The exercise
What is needed is the run of lines from the one with "mulch in the photo above." through the close of the data, set down exactly.

Supplied entries
-- Begin --

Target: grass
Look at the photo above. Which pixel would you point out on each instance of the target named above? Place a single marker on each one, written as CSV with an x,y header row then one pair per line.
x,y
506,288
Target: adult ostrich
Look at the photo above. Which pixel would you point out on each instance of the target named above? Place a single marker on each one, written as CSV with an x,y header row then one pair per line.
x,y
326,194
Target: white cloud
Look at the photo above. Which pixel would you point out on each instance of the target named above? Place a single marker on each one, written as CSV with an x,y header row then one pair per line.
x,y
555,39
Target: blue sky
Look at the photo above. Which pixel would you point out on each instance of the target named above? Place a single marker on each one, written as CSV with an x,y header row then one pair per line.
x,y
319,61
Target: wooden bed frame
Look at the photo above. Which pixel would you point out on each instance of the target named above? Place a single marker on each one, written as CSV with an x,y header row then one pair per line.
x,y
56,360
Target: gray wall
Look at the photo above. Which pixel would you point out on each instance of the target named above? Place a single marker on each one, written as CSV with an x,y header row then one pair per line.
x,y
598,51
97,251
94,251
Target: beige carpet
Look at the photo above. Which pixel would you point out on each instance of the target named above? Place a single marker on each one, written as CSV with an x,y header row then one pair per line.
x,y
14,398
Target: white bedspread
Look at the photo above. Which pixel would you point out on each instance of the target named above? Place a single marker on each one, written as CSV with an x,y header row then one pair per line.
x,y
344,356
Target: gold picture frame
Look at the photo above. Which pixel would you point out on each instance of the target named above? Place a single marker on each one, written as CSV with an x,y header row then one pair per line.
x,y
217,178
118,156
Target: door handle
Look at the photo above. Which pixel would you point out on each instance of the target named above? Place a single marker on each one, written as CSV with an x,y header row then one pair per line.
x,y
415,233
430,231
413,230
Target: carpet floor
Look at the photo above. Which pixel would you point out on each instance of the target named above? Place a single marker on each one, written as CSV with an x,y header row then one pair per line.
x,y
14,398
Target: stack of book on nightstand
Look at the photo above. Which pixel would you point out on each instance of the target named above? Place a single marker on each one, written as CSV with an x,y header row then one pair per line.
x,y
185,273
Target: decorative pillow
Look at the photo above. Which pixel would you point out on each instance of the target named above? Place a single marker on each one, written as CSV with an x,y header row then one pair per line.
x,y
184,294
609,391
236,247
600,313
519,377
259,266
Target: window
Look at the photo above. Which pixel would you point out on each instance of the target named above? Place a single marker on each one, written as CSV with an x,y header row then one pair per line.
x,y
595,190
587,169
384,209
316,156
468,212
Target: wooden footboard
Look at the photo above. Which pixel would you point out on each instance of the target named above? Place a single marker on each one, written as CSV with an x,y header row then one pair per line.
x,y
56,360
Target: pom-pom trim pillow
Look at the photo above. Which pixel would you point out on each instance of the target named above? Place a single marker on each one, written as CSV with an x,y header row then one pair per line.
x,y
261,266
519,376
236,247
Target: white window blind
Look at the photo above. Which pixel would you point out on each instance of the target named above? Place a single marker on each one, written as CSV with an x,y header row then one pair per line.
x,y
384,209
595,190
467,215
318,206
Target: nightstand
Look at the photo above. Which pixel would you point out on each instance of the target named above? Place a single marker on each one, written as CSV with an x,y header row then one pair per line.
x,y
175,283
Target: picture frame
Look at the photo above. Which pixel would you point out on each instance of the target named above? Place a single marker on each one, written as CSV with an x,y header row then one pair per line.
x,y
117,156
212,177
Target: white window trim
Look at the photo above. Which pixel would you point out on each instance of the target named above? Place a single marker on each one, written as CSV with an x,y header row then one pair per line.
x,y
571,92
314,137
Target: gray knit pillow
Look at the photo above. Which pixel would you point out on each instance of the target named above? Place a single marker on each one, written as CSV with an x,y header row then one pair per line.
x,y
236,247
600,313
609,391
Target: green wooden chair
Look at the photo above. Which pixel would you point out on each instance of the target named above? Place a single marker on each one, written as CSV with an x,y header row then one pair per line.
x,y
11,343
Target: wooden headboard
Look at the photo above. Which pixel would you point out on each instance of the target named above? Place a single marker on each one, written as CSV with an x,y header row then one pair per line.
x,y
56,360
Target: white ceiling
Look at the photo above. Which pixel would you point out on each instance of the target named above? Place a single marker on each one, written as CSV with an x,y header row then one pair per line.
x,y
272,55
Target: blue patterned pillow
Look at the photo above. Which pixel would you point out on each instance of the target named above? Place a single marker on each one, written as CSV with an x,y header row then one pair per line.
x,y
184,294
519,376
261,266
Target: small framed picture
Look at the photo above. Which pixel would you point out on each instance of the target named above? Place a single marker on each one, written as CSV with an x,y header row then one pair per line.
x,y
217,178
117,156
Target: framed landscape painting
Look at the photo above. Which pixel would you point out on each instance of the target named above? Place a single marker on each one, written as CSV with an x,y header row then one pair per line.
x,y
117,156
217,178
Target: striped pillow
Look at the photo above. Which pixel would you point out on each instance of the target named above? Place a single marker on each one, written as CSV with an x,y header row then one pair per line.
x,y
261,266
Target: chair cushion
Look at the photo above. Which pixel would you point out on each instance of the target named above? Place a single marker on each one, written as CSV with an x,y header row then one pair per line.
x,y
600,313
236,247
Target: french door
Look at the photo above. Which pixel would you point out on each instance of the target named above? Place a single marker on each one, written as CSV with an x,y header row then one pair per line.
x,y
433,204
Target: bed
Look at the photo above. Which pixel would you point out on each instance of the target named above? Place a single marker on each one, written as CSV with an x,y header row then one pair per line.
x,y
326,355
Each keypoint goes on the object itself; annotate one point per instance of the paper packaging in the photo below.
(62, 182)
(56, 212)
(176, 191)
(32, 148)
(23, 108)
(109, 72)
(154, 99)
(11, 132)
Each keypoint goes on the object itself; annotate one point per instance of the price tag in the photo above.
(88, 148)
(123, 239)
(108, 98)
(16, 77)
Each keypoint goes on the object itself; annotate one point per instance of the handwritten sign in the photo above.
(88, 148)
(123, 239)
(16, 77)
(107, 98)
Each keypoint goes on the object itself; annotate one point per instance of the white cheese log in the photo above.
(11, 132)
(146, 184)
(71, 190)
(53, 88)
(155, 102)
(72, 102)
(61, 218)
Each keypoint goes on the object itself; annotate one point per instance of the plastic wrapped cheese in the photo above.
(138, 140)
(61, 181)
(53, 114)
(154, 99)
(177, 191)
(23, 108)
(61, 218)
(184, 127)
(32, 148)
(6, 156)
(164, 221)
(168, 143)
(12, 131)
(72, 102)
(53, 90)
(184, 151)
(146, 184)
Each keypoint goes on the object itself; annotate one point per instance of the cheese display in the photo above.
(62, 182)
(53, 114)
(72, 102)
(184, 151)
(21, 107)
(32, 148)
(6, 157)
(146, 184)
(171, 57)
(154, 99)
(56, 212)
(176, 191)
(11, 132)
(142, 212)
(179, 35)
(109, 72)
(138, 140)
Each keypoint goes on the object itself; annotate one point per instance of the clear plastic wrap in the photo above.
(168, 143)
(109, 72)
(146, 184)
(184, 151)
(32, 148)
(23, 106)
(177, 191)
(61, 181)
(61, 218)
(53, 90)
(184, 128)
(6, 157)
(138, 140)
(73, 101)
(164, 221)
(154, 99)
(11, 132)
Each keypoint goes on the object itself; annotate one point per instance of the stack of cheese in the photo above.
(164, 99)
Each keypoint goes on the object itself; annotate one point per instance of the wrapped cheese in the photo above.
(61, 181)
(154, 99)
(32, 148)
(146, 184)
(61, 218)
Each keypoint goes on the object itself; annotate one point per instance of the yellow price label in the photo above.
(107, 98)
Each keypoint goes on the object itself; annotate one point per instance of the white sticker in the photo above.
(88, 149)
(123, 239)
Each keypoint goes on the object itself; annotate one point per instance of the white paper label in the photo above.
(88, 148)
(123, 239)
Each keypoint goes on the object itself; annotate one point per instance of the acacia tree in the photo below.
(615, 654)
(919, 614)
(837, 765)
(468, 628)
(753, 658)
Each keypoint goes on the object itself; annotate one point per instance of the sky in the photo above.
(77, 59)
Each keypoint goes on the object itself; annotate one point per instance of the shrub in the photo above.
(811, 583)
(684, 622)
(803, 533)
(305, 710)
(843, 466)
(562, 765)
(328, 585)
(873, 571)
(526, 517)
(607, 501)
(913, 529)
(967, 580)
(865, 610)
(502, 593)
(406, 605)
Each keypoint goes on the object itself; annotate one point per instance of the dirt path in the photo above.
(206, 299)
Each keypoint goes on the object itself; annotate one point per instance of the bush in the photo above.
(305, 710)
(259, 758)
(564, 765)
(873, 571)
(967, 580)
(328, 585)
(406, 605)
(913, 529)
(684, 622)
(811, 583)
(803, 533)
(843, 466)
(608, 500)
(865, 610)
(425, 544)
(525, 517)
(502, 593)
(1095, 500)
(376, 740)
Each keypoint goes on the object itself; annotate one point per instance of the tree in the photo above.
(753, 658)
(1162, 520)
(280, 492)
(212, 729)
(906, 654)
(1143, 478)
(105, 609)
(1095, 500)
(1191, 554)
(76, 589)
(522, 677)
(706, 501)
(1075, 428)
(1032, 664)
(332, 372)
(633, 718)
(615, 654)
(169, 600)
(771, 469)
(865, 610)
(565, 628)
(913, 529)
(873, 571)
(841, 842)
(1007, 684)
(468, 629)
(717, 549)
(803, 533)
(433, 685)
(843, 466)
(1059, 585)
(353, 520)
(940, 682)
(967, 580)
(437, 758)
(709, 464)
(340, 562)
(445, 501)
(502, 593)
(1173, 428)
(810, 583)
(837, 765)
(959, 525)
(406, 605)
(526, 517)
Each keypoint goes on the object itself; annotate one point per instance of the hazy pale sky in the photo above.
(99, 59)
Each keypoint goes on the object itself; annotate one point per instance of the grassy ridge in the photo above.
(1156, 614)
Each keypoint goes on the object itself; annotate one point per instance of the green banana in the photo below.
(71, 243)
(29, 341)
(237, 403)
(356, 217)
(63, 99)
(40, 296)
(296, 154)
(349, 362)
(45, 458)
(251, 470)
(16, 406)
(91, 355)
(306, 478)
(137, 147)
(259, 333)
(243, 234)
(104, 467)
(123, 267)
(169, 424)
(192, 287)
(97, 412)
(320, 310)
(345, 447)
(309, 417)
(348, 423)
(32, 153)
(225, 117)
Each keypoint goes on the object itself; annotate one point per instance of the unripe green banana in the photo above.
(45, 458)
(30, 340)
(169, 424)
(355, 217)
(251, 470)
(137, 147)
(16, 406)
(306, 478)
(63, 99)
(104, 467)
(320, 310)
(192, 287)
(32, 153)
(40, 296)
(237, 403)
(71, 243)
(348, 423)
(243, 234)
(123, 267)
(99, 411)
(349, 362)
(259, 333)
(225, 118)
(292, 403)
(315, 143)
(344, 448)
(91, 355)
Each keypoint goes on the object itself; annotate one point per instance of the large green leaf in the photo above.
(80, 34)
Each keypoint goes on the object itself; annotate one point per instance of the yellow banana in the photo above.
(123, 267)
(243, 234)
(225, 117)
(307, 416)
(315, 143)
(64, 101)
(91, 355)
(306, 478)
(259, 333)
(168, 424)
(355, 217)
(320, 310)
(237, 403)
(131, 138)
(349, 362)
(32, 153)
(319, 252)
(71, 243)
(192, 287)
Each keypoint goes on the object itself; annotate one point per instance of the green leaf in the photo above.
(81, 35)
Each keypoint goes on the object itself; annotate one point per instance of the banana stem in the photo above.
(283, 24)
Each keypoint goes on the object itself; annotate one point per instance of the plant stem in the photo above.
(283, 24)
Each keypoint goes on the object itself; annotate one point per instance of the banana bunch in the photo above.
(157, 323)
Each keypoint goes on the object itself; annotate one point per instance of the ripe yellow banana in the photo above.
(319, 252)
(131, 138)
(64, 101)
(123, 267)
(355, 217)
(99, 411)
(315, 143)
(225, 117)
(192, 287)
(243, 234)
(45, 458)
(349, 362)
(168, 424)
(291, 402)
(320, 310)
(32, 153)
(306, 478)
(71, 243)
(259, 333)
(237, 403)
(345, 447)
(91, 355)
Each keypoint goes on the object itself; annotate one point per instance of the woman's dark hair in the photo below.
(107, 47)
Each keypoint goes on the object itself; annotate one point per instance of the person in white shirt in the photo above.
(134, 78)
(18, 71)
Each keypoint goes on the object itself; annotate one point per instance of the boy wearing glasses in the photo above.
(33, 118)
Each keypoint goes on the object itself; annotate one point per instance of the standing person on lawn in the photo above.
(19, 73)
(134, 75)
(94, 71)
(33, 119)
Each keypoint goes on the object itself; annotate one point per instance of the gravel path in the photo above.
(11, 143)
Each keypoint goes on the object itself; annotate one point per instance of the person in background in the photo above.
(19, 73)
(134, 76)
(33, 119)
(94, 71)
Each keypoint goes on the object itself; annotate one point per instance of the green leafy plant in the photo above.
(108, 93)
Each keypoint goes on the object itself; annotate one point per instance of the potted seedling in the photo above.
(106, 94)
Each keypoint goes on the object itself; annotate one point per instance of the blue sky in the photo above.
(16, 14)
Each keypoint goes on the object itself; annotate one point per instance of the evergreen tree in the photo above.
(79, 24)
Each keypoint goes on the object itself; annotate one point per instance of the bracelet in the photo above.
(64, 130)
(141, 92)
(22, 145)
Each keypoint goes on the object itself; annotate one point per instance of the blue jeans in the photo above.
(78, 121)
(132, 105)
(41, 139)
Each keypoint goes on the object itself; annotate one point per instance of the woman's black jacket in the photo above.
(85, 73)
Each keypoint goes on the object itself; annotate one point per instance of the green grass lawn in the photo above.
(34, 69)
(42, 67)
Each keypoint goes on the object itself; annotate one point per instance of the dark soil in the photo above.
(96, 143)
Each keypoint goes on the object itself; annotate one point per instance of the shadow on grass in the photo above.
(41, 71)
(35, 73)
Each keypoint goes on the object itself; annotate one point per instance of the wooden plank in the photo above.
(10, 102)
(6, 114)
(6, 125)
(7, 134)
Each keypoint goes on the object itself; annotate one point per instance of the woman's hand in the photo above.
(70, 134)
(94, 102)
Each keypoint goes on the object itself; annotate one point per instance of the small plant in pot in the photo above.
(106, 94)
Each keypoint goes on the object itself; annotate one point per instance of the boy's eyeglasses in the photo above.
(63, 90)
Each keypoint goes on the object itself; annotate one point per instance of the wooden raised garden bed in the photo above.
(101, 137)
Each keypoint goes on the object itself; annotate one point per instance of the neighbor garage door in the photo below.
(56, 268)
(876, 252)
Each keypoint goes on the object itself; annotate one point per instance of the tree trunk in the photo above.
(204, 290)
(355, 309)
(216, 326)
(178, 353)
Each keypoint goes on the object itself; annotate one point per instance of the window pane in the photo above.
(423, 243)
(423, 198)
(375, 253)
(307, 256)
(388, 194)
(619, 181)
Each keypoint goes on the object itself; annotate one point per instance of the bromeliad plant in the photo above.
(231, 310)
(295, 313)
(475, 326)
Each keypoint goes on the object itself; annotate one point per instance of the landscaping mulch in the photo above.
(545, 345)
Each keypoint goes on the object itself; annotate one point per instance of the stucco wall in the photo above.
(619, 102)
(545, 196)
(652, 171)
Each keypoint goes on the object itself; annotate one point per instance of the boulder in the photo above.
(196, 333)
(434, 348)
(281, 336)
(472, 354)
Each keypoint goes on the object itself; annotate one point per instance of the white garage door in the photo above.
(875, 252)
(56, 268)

-- End --

Response
Each keypoint goes on the object itself; annotate one point per instance of the landscaping mulch in the photo above.
(545, 345)
Each keypoint goes on the object itself; annotate one point per instance of the stucco wall in the photo above.
(619, 102)
(545, 196)
(652, 171)
Each keypoint goes on the object itself; annotate one point per instance of the boulder in the photo above.
(196, 333)
(434, 348)
(281, 336)
(472, 354)
Each keypoint goes on the object itself; annotate one point per instance of the white garage door in the photo above.
(875, 252)
(56, 268)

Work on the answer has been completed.